═════ Dataset rows
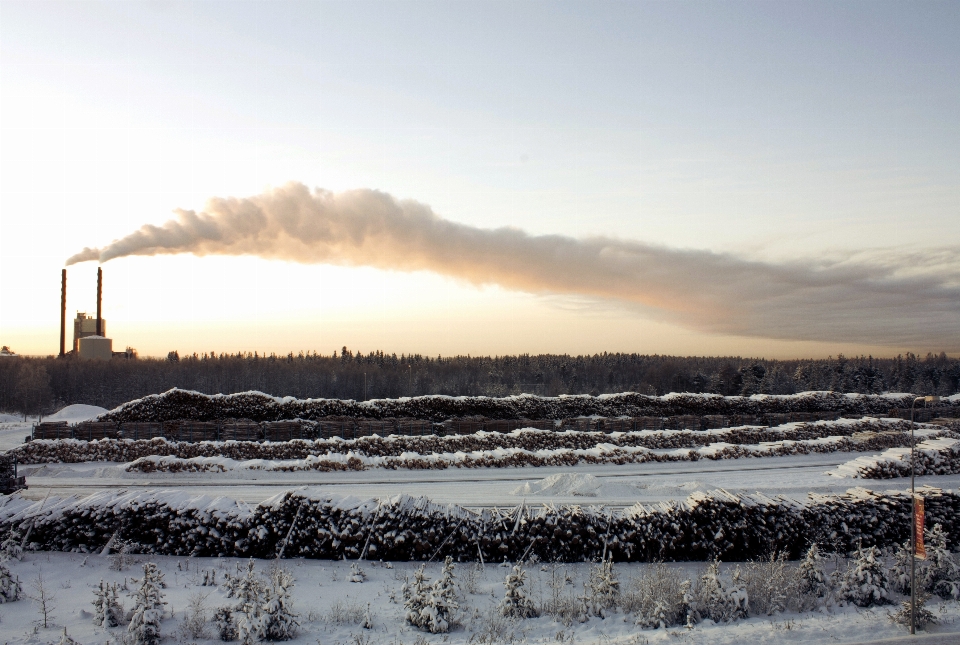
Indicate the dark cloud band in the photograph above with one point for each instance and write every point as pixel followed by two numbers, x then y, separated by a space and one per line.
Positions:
pixel 880 298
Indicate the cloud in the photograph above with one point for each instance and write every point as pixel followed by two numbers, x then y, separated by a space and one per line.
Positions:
pixel 871 297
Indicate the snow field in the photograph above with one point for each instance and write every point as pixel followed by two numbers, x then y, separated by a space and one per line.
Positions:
pixel 331 609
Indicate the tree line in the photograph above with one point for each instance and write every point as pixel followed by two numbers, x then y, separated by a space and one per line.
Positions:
pixel 41 385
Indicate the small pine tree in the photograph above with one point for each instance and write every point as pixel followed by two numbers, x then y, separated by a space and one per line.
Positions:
pixel 738 600
pixel 811 580
pixel 941 575
pixel 712 599
pixel 10 589
pixel 415 597
pixel 767 585
pixel 604 589
pixel 250 589
pixel 10 548
pixel 280 623
pixel 148 607
pixel 900 574
pixel 441 601
pixel 515 603
pixel 922 617
pixel 356 573
pixel 865 583
pixel 226 625
pixel 106 607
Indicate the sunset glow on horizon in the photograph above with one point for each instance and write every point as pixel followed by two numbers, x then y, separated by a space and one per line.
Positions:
pixel 483 178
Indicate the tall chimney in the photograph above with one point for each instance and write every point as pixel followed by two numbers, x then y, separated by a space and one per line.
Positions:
pixel 63 313
pixel 99 301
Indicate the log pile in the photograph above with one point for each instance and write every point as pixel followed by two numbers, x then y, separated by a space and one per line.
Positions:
pixel 705 526
pixel 184 404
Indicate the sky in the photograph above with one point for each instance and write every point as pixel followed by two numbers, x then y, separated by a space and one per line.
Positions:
pixel 775 179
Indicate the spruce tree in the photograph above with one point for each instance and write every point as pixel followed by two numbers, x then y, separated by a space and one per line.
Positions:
pixel 106 606
pixel 865 583
pixel 515 603
pixel 811 579
pixel 941 574
pixel 148 607
pixel 441 601
pixel 415 598
pixel 10 589
pixel 280 623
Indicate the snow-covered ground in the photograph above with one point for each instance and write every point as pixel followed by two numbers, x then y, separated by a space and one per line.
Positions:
pixel 331 608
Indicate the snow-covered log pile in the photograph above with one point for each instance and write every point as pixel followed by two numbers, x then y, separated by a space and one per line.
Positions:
pixel 934 456
pixel 603 453
pixel 183 404
pixel 705 526
pixel 866 434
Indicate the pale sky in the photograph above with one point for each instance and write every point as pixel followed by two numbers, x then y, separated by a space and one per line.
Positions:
pixel 776 134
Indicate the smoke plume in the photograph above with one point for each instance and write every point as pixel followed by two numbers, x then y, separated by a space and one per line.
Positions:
pixel 880 298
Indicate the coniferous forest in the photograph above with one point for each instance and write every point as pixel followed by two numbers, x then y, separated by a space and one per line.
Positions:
pixel 32 385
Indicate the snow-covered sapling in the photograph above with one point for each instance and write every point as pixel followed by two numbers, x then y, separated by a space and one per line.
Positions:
pixel 441 600
pixel 107 611
pixel 10 548
pixel 657 597
pixel 767 585
pixel 415 597
pixel 604 589
pixel 194 625
pixel 865 583
pixel 250 589
pixel 226 626
pixel 922 617
pixel 712 599
pixel 811 580
pixel 147 606
pixel 356 573
pixel 516 603
pixel 432 607
pixel 279 621
pixel 900 574
pixel 941 574
pixel 9 585
pixel 44 599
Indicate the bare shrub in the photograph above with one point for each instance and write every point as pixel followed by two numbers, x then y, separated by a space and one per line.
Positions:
pixel 194 624
pixel 768 585
pixel 562 604
pixel 656 597
pixel 347 613
pixel 44 599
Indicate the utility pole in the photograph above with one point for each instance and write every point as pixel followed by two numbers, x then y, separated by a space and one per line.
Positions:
pixel 913 512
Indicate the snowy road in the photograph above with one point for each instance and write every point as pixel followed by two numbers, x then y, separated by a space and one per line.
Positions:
pixel 612 485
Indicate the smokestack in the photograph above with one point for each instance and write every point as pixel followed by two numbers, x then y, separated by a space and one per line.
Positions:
pixel 63 313
pixel 99 301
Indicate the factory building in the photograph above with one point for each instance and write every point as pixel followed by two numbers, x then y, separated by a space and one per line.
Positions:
pixel 90 340
pixel 84 326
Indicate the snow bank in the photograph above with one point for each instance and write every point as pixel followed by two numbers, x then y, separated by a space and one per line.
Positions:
pixel 561 484
pixel 77 413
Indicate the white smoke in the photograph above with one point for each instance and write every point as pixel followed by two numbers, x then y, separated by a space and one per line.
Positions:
pixel 881 298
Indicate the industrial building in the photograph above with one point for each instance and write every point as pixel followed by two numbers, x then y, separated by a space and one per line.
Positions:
pixel 90 340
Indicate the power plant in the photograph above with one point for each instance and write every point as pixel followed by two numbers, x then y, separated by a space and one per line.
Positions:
pixel 90 340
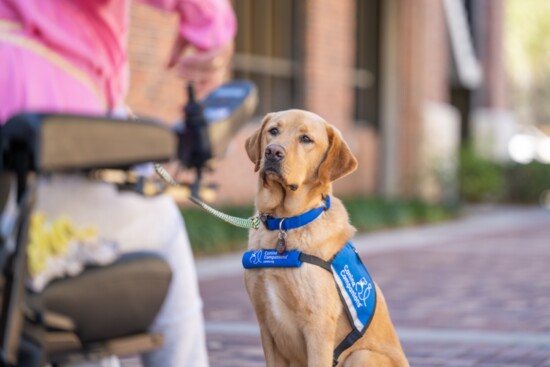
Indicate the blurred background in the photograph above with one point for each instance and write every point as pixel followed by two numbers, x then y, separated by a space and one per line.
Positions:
pixel 442 101
pixel 409 83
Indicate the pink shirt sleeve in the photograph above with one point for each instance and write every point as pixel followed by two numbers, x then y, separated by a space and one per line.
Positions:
pixel 207 24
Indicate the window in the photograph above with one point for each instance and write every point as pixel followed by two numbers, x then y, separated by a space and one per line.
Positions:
pixel 266 51
pixel 366 78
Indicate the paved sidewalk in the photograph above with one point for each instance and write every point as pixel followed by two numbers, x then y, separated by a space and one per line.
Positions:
pixel 471 292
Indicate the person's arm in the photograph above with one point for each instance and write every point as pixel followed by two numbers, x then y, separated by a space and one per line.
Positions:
pixel 204 45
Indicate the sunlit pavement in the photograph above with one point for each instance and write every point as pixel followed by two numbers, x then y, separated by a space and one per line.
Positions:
pixel 471 292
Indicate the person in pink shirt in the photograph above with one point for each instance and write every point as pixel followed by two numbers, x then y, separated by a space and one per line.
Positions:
pixel 71 56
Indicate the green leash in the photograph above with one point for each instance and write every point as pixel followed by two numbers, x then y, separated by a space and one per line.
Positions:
pixel 248 223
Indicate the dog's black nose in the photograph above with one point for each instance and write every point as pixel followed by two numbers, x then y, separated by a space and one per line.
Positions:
pixel 274 153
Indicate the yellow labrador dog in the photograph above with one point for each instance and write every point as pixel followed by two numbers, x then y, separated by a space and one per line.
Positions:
pixel 301 312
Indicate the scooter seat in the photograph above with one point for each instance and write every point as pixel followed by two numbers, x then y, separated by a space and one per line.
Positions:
pixel 112 301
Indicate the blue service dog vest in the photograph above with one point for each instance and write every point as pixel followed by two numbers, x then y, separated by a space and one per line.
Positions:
pixel 353 281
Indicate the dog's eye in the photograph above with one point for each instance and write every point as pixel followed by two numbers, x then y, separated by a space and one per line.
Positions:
pixel 305 139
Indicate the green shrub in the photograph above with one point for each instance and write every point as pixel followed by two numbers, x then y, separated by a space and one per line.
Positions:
pixel 527 182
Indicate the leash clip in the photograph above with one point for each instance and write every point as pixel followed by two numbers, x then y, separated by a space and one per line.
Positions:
pixel 281 242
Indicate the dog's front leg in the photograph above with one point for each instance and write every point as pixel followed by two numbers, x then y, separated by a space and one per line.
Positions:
pixel 273 357
pixel 319 342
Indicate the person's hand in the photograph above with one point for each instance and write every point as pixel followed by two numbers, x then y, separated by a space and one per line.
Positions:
pixel 205 68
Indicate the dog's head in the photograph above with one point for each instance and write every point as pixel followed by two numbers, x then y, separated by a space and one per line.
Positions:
pixel 296 148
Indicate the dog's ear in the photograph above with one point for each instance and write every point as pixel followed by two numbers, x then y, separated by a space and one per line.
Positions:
pixel 339 160
pixel 253 144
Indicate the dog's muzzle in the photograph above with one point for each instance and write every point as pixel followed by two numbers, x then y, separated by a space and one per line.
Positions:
pixel 274 155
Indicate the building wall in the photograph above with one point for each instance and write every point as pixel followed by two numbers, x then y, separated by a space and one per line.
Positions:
pixel 419 74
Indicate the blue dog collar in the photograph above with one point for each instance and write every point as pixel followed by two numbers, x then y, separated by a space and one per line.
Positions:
pixel 271 259
pixel 300 220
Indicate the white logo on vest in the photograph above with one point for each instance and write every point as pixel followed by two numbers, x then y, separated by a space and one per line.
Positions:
pixel 359 291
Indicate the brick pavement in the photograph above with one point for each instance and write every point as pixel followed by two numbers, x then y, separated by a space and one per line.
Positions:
pixel 471 292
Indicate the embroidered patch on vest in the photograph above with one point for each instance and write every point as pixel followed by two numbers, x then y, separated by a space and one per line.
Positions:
pixel 355 286
pixel 271 259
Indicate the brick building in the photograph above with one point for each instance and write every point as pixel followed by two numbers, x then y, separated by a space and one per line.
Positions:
pixel 404 80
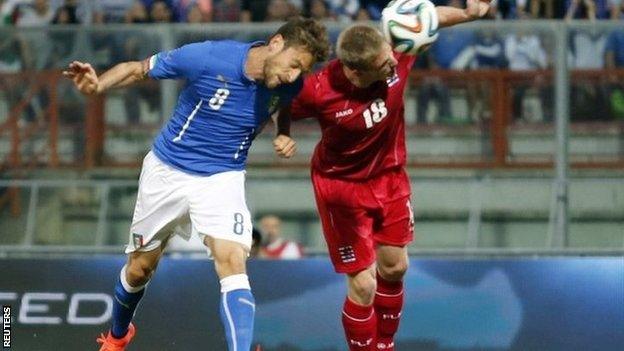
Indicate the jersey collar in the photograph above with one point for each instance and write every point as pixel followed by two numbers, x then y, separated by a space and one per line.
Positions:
pixel 244 59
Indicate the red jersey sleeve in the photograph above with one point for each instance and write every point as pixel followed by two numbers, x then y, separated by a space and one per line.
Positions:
pixel 405 60
pixel 304 104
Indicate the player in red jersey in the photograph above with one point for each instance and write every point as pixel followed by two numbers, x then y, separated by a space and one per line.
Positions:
pixel 361 188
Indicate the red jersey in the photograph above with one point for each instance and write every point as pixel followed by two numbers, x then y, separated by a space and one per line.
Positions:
pixel 363 129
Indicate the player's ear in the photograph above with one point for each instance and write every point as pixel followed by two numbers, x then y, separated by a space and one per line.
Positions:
pixel 276 43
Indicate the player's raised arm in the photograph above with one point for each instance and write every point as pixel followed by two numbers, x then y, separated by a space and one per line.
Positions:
pixel 87 81
pixel 450 16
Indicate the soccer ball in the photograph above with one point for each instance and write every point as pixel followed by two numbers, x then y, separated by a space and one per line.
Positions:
pixel 411 26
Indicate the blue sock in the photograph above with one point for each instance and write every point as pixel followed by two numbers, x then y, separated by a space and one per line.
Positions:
pixel 237 315
pixel 124 305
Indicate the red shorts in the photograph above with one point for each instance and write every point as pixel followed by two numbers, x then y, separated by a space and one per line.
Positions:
pixel 357 216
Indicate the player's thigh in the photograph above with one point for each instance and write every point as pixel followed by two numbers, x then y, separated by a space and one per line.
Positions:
pixel 160 206
pixel 229 256
pixel 347 231
pixel 392 261
pixel 395 223
pixel 218 208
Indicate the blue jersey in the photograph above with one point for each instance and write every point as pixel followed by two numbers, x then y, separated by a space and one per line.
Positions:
pixel 219 111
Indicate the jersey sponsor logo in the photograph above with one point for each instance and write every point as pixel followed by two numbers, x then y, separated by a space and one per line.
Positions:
pixel 347 254
pixel 384 346
pixel 152 62
pixel 219 98
pixel 137 240
pixel 390 81
pixel 375 113
pixel 344 113
pixel 391 316
pixel 273 104
pixel 357 343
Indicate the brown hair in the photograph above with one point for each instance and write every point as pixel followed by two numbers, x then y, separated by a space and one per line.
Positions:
pixel 358 46
pixel 307 33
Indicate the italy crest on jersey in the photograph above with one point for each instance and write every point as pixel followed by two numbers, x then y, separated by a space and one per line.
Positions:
pixel 273 104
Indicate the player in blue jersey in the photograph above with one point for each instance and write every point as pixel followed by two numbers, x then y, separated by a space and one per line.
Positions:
pixel 192 181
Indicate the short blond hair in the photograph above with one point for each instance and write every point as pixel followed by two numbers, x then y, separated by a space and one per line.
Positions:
pixel 358 46
pixel 307 33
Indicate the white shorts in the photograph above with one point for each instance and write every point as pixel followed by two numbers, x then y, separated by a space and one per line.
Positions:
pixel 171 202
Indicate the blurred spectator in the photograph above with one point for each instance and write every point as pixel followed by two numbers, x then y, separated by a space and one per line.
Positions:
pixel 614 58
pixel 588 98
pixel 318 10
pixel 452 50
pixel 194 15
pixel 254 10
pixel 587 49
pixel 363 15
pixel 504 9
pixel 6 12
pixel 227 11
pixel 344 10
pixel 137 13
pixel 543 8
pixel 374 7
pixel 114 11
pixel 276 247
pixel 585 9
pixel 160 12
pixel 614 49
pixel 181 9
pixel 489 51
pixel 132 45
pixel 616 7
pixel 525 52
pixel 40 14
pixel 66 14
pixel 279 10
pixel 35 46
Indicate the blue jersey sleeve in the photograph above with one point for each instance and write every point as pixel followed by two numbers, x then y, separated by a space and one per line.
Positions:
pixel 187 62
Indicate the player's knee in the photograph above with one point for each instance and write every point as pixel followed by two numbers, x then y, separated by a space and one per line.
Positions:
pixel 364 286
pixel 139 273
pixel 230 262
pixel 394 271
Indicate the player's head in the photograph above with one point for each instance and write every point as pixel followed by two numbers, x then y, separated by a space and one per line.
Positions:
pixel 271 226
pixel 294 49
pixel 365 53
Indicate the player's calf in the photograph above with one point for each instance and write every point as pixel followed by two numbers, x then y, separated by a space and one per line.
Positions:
pixel 388 305
pixel 237 308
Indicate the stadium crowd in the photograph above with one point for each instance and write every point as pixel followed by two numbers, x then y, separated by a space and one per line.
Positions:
pixel 459 49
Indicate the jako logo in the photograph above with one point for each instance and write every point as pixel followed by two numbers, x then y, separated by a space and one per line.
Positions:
pixel 344 113
pixel 360 343
pixel 391 316
pixel 34 308
pixel 382 346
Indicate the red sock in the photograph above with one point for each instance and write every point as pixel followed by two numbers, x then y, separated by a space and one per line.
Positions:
pixel 388 304
pixel 359 324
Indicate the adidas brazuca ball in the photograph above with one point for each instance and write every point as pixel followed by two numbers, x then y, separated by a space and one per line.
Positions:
pixel 411 26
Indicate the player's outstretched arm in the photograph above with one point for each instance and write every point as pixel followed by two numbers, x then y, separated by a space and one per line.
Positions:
pixel 87 81
pixel 450 16
pixel 283 144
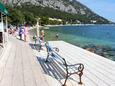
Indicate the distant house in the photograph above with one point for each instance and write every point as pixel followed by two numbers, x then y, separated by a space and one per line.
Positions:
pixel 93 21
pixel 3 25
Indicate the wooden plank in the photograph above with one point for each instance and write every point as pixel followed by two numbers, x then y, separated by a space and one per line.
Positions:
pixel 95 70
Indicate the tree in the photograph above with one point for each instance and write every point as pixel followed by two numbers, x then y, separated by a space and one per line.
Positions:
pixel 16 17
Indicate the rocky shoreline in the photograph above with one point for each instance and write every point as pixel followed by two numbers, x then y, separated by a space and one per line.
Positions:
pixel 104 51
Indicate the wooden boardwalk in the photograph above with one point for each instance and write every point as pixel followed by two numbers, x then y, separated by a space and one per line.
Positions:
pixel 22 65
pixel 19 67
pixel 99 71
══════════
- _Instruction_
Copy the lines from the one containing "Indicate the factory" through the one containing "pixel 84 326", including both, without any change.

- _Correct answer_
Indicate the factory building in the photograph above with one point for each instance and write every point as pixel followed by two numbers, x then y, separated by a space and one per line.
Positions:
pixel 90 340
pixel 84 326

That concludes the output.